Copy every line of the listing below verbatim, character for character.

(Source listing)
▶

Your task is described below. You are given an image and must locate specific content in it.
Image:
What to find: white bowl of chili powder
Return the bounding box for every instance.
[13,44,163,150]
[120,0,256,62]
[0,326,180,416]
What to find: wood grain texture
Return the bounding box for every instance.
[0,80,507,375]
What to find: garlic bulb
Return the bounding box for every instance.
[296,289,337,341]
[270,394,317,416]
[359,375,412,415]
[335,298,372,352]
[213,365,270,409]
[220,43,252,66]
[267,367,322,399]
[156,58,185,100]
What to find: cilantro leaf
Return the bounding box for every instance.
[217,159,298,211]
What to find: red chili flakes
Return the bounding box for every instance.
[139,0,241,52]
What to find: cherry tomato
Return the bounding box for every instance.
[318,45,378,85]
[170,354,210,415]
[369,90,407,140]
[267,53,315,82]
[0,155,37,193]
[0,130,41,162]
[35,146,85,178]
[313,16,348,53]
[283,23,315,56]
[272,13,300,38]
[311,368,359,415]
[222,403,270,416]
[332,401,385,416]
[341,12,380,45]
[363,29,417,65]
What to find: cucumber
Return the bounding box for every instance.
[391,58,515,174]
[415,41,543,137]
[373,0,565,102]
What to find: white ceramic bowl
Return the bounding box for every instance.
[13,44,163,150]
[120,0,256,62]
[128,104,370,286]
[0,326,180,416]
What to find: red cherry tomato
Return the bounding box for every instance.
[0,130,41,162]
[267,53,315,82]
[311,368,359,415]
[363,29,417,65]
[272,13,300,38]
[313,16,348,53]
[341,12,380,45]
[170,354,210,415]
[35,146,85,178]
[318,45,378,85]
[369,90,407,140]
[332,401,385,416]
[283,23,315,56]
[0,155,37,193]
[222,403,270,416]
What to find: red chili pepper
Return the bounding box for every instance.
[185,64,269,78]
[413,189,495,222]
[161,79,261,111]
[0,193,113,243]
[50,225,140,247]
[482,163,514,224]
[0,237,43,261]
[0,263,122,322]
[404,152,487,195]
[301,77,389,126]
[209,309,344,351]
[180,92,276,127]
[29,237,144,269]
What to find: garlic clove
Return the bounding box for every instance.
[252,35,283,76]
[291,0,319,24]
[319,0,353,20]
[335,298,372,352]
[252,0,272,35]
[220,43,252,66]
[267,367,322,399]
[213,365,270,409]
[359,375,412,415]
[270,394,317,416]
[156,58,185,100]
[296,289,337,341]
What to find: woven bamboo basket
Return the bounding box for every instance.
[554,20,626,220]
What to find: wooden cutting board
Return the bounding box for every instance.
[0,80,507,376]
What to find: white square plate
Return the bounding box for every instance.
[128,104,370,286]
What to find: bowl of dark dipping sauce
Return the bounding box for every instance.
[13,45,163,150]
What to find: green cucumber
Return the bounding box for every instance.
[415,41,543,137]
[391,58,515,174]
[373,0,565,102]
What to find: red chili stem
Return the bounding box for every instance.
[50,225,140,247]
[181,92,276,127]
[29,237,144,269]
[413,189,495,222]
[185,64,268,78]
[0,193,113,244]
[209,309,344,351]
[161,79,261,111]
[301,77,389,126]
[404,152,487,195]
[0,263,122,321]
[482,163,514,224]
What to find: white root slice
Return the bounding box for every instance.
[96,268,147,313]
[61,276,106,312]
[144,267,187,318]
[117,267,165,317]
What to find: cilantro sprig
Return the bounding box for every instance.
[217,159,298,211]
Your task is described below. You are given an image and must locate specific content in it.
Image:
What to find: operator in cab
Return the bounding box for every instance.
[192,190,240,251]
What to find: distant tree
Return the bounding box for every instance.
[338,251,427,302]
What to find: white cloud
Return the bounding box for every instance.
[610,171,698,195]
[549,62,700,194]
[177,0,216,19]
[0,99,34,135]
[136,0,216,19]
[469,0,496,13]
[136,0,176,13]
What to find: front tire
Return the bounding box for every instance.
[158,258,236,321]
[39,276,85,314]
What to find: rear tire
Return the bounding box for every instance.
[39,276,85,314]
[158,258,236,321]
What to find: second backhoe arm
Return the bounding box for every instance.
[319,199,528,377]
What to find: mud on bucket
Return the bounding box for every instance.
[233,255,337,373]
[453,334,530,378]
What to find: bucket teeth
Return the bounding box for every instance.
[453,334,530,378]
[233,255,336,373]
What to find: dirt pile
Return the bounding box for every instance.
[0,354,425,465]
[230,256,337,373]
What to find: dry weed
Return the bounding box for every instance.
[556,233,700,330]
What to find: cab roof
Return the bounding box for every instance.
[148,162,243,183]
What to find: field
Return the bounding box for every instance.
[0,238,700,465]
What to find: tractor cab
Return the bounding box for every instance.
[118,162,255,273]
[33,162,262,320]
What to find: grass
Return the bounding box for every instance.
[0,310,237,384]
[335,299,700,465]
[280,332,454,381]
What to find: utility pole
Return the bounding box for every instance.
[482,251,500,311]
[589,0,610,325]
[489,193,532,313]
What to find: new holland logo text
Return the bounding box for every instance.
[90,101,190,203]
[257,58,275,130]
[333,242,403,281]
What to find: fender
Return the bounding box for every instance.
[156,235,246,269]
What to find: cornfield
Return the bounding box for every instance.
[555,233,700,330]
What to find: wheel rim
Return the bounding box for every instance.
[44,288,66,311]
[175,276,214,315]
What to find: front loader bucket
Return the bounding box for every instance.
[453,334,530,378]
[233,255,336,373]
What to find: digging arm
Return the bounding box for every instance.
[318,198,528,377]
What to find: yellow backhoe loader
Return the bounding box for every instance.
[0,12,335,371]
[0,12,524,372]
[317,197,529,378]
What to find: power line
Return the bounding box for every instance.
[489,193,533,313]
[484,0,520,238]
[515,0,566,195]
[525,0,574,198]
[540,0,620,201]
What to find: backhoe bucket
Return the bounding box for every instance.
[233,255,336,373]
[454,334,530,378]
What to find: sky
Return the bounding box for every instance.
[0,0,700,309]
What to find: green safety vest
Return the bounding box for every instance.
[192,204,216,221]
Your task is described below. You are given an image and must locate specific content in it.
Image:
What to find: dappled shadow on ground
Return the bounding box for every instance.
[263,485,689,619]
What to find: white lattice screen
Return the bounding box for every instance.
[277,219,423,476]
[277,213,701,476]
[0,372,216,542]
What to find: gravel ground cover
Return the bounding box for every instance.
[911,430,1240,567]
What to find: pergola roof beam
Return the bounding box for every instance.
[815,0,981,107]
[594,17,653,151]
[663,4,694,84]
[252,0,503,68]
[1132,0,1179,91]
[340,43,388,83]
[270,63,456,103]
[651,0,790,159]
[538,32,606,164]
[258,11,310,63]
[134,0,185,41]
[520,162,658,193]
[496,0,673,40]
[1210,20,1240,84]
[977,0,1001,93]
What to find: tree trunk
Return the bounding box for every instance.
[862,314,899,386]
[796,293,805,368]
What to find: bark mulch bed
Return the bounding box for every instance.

◀

Solution for this exercise:
Your task is described below. You are given an image and must locate specific content in it.
Image:
What to find: white bowl of chili powder
Return the bounding box for every instance.
[13,44,163,150]
[120,0,256,62]
[0,326,180,416]
What to find: wood grain texture
Return the bounding box for every instance.
[0,80,507,375]
What to find: garlic bulb
Return the bounding box for every instance.
[296,289,337,341]
[270,394,317,416]
[359,375,412,415]
[335,298,372,352]
[213,365,270,409]
[220,43,252,66]
[267,367,322,399]
[156,58,185,100]
What to find: cilantro leaf
Return the bounding box for every instance.
[217,159,298,211]
What to find: red chili flakes
Return the bounding box for every instance.
[139,0,241,52]
What to find: cherry tomato
Return the bounding box for every instance.
[318,45,378,85]
[170,354,210,415]
[369,90,407,140]
[267,53,315,82]
[0,155,37,193]
[0,130,41,162]
[35,146,85,178]
[313,16,348,53]
[283,23,315,56]
[272,13,300,38]
[311,368,359,415]
[222,403,270,416]
[332,401,385,416]
[341,12,380,45]
[363,29,417,65]
What to find: cucumber
Return the bounding box for every instance.
[391,58,515,174]
[415,41,543,137]
[373,0,565,102]
What to find: white ceramic bowl
Return the bounding box for every instance.
[13,44,163,150]
[120,0,256,62]
[128,104,370,286]
[0,326,180,416]
What to find: red cherry tomato
Return the bounding box for every instance.
[0,130,41,162]
[267,53,315,82]
[311,368,359,415]
[363,29,417,65]
[272,13,300,38]
[313,16,348,53]
[341,12,380,45]
[170,354,210,415]
[35,146,85,178]
[318,45,378,85]
[369,90,407,140]
[332,401,385,416]
[283,23,315,56]
[0,155,37,193]
[222,403,270,416]
What to find: red chili pepper
Return the bounding box for every instance.
[185,64,269,78]
[413,189,495,222]
[161,79,261,111]
[0,193,113,243]
[50,225,140,247]
[482,163,514,224]
[0,237,43,261]
[0,263,122,322]
[404,152,487,195]
[301,77,389,126]
[209,309,344,351]
[180,92,276,127]
[29,237,144,269]
What to find: garlic clove
Return the bounding box for every instance.
[252,35,283,76]
[291,0,319,24]
[319,0,353,20]
[335,298,372,352]
[252,0,272,35]
[220,43,252,66]
[267,367,322,399]
[213,365,270,409]
[359,375,412,415]
[270,394,317,416]
[156,58,185,100]
[296,289,337,341]
What to find: woven bamboo basket
Return the bounding box for every instance.
[554,20,626,220]
What to find: wooden cutting board
Return the bounding box for every instance.
[0,80,507,376]
What to find: white square plate
Return the bounding box for every instance.
[128,104,370,286]
What to find: bowl of dark dipping sauce
Return the bounding box for every instance.
[13,45,163,150]
What to find: green cucumber
Return the bounding box for every instance.
[415,41,543,137]
[391,58,515,174]
[373,0,565,102]
What to find: red chili stem
Return the bounding box for every instance.
[50,225,140,247]
[181,92,276,127]
[29,237,144,269]
[413,189,495,222]
[185,64,268,78]
[0,193,113,244]
[209,309,344,351]
[161,79,261,111]
[301,77,389,126]
[404,152,487,195]
[0,263,122,321]
[482,163,514,224]
What to find: white root slice
Return the bounding box for every instance.
[96,268,147,313]
[61,276,106,312]
[144,267,187,318]
[117,267,165,317]
What to find: cilantro sprig
Return the bounding box for every instance.
[217,159,298,211]
Your task is described below. You are given an image and must locate specific content in it.
Image:
What to find: operator in cab
Return the bounding box for every instance.
[192,190,240,251]
What to find: distant tree
Return the bounding box for every instance.
[338,251,427,302]
What to find: white cloud
Return the bounding box for every instance.
[610,171,698,195]
[549,62,700,194]
[177,0,216,19]
[0,99,34,135]
[136,0,216,19]
[469,0,496,13]
[136,0,176,13]
What to find: front tire
Return the bounding box for every instance.
[158,258,236,321]
[39,276,85,314]
What to find: rear tire
Return the bounding box for every instance.
[39,276,85,314]
[158,258,236,321]
What to find: second backhoe arm
Return the bounding box for every instance.
[319,199,528,377]
What to find: mud on bucket
Return the bounding box for every instance.
[233,255,337,373]
[453,334,530,378]
What to find: bucket teeth
Return the bounding box for every instance.
[453,334,530,378]
[233,255,336,373]
What to find: dirt pile
Return the bounding box for every instance.
[0,354,425,465]
[230,256,337,373]
What to find: dry weed
Return the bounding box for every instance.
[556,233,700,330]
What to find: cab roof
Return the bounding box for every instance.
[148,162,243,183]
What to find: field
Return the bounding box for every instance.
[0,238,700,465]
What to find: tractor cab
Return the bounding box for every instance.
[118,162,255,273]
[33,162,262,320]
What to find: grass
Return the bounding box for every instance.
[0,310,237,384]
[335,299,700,465]
[280,332,454,381]
What to find: utility pole
Return the bounding box for every instance.
[482,251,500,311]
[589,0,610,325]
[489,193,532,313]
What to find: new holland logo text
Return the bounding box for every instance.
[90,101,190,203]
[257,58,275,130]
[333,242,403,281]
What to find: fender
Return the bounding box for every instance.
[156,235,246,269]
What to find: cornfield
Return the bounding box for every instance.
[555,233,700,330]
What to find: wheel rim
Return the bounding box for every instance.
[44,288,66,311]
[175,276,214,315]
What to find: front loader bucket
Return the bounding box for every instance.
[453,334,530,378]
[233,255,336,373]
What to find: digging arm
Return the bounding box for every instance.
[318,198,528,377]
What to find: yellow backhoe loader
Return the bounding box for every instance.
[0,12,335,371]
[0,12,524,372]
[317,197,529,378]
What to find: power line
Return the bounding box for every instance.
[489,193,533,313]
[484,0,520,238]
[515,0,566,195]
[525,0,574,198]
[540,0,620,201]
What to find: backhoe bucket
Return the bounding box for every instance.
[233,255,336,373]
[454,334,530,378]
What to find: sky
Return the bounding box for every instance.
[0,0,700,309]
What to find: green safety vest
Return the bounding box for every instance.
[192,204,216,221]
Your task is described below. You are given an image and must locate specific content in it.
Image:
What to find: dappled shadow on ground
Return the bounding box for every instance.
[263,485,689,619]
What to find: white lattice screen
Return the bounding box for every instance.
[277,219,423,476]
[277,213,701,476]
[0,372,216,542]
What to find: gravel ground cover
Return the bounding box for every instance.
[911,430,1240,567]
What to find: pergola roof beam
Return the bounding box for every instance.
[815,0,981,107]
[594,17,653,151]
[663,4,694,84]
[252,0,503,68]
[1132,0,1179,91]
[340,43,388,83]
[270,63,456,103]
[651,0,790,159]
[538,32,606,164]
[258,11,310,63]
[134,0,185,41]
[520,162,658,193]
[496,0,673,40]
[1210,20,1240,84]
[977,0,1001,93]
What to find: tree trunk
Return the bounding box for every instance.
[862,314,899,386]
[796,293,805,368]
What to find: bark mulch bed
Return the bounding box for every instance.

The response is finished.